PROBLEM:
Wherever a line below holds the word "lanyard", copy that line.

[RECORD EXTRACTS]

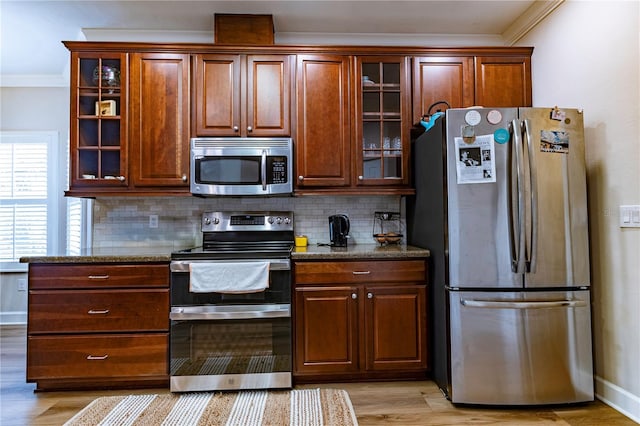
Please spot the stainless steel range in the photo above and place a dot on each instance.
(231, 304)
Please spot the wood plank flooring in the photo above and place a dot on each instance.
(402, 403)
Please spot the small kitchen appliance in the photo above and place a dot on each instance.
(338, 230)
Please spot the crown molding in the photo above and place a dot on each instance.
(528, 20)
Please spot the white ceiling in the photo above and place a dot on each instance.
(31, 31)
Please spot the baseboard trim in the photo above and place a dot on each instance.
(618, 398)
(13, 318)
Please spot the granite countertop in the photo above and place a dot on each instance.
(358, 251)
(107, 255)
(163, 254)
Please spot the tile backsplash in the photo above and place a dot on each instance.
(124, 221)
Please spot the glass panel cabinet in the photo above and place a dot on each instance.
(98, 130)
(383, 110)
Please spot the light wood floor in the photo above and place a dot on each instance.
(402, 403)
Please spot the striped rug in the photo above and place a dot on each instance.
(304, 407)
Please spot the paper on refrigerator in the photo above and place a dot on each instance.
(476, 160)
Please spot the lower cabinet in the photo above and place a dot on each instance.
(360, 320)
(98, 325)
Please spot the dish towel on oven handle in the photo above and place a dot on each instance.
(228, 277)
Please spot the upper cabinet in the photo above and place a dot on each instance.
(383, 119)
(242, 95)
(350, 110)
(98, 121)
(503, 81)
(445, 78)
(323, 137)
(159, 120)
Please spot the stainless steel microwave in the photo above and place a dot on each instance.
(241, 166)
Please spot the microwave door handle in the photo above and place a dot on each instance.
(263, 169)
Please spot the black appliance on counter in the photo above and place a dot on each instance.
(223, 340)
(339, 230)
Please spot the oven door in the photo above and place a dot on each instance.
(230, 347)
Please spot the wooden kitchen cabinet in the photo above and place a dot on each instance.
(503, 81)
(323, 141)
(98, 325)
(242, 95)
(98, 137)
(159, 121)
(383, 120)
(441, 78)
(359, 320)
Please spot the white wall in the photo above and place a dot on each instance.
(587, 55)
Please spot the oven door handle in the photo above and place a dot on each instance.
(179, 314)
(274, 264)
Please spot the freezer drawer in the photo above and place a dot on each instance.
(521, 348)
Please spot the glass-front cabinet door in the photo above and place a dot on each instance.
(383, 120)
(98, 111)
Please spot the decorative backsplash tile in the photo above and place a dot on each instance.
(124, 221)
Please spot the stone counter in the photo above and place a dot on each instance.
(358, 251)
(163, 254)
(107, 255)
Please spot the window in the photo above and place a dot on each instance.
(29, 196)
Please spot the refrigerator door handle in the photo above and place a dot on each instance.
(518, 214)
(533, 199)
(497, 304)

[/RECORD EXTRACTS]
[RECORD EXTRACTS]

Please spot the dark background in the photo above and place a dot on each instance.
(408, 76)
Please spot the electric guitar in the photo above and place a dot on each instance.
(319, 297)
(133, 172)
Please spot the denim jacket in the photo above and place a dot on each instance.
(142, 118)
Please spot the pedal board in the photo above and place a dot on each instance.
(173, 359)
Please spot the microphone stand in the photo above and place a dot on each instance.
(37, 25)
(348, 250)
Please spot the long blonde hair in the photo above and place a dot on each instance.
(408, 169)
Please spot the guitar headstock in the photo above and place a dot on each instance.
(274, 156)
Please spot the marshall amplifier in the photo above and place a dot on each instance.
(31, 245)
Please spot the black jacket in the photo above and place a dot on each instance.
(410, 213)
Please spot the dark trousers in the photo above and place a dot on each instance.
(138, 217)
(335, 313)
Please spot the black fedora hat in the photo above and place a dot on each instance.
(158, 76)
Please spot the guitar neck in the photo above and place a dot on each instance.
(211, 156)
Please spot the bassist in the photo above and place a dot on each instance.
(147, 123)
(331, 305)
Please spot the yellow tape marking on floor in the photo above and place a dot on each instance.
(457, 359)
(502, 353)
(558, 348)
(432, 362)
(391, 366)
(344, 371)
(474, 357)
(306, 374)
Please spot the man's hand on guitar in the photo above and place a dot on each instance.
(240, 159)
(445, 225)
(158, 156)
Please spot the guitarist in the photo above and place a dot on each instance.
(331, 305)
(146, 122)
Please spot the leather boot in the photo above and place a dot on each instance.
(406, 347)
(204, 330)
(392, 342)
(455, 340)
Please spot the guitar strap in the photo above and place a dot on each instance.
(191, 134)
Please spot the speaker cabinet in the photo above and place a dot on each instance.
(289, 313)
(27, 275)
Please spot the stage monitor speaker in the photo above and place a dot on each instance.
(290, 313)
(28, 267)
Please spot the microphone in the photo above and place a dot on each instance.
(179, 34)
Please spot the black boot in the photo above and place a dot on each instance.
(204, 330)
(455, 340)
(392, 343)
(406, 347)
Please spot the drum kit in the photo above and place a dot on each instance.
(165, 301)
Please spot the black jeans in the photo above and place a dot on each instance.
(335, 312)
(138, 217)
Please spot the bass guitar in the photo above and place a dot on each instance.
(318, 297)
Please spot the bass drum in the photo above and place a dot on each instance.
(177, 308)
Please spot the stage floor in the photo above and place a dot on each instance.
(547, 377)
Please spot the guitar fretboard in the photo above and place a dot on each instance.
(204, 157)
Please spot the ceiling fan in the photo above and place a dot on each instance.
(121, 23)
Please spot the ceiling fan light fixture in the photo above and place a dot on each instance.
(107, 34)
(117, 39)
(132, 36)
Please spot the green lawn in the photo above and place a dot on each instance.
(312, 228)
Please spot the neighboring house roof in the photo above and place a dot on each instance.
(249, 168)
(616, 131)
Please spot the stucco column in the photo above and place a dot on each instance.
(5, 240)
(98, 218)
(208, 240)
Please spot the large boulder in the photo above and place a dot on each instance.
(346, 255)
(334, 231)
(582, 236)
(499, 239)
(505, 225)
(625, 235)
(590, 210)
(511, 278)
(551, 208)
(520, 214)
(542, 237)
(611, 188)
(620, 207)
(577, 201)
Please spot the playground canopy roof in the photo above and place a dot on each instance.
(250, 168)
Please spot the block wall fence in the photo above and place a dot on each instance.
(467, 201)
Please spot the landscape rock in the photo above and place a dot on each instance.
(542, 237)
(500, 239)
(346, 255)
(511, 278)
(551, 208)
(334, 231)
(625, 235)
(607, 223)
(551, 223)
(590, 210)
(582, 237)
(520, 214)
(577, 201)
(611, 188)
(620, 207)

[/RECORD EXTRACTS]
[RECORD EXTRACTS]

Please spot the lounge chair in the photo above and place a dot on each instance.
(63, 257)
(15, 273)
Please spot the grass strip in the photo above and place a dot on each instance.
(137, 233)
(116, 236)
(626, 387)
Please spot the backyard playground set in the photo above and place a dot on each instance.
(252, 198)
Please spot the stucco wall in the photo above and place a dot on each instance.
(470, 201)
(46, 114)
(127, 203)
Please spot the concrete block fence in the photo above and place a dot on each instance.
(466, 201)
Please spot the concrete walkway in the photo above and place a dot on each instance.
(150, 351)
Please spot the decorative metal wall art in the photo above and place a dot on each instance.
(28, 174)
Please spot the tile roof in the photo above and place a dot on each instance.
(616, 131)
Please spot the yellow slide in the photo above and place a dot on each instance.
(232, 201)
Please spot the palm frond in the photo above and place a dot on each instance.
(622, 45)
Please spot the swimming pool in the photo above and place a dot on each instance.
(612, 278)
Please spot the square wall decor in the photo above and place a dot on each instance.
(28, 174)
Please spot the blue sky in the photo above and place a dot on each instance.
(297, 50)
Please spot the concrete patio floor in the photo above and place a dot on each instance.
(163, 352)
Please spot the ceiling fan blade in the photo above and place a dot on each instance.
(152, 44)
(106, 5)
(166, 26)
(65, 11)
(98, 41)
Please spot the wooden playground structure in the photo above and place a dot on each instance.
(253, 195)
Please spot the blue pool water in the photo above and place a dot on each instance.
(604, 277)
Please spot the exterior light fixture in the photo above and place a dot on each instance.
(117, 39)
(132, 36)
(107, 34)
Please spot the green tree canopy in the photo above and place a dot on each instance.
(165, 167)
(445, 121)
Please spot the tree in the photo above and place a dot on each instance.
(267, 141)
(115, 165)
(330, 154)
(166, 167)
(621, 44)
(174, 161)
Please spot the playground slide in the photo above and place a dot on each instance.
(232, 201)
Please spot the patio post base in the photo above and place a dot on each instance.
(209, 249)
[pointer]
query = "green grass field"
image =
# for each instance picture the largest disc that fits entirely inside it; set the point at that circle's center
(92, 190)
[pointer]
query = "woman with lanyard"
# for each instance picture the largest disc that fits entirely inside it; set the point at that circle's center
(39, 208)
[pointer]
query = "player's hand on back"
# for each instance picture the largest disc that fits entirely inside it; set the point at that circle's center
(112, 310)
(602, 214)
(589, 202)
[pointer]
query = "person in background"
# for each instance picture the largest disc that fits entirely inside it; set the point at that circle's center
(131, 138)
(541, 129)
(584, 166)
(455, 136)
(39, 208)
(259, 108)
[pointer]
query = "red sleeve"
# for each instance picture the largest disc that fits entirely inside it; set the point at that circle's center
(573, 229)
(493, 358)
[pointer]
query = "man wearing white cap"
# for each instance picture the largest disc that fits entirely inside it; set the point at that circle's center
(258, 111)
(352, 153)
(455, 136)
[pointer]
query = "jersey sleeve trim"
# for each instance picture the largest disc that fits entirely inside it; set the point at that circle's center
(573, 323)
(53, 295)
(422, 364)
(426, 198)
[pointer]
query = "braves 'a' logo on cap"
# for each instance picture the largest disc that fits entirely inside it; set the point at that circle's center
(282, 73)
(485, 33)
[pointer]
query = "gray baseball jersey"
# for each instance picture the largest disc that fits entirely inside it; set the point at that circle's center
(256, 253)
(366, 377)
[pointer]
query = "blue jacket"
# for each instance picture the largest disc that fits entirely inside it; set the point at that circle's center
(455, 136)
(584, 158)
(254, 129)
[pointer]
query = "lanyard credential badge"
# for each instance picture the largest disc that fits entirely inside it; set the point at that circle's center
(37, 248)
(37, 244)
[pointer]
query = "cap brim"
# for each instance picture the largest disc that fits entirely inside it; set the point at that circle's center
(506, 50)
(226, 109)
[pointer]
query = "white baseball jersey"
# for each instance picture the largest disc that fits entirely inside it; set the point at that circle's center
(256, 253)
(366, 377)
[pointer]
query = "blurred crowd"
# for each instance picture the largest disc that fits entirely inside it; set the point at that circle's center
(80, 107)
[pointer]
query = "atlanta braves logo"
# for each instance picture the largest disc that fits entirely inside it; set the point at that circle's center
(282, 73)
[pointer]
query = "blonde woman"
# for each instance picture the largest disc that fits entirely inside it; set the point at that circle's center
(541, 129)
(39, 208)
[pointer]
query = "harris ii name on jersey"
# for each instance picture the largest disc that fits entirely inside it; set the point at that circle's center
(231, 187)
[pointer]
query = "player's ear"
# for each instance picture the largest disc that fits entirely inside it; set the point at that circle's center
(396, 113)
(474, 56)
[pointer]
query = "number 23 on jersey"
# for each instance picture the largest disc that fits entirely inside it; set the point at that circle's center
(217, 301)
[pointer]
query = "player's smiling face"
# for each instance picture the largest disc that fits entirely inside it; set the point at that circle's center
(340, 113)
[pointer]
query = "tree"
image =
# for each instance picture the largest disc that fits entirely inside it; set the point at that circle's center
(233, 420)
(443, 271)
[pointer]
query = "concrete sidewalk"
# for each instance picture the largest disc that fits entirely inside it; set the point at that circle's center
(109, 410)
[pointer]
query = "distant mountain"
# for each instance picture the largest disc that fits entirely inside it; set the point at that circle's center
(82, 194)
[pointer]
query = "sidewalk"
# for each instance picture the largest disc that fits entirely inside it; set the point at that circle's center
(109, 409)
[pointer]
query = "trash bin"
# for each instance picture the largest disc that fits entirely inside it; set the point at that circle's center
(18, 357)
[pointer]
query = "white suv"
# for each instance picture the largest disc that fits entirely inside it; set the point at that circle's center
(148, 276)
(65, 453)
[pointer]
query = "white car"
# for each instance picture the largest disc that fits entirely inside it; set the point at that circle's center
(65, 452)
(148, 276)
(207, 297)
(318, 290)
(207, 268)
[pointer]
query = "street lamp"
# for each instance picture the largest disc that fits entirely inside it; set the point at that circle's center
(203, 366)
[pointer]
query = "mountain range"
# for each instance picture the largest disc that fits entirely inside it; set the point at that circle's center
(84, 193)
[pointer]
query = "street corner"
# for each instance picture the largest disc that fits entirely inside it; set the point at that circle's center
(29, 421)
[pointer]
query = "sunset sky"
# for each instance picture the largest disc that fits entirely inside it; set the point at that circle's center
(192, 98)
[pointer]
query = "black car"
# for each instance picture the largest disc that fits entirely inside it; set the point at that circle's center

[/RECORD EXTRACTS]

ANSWER SECTION:
query = "woman with lanyard"
query = "lanyard credential badge"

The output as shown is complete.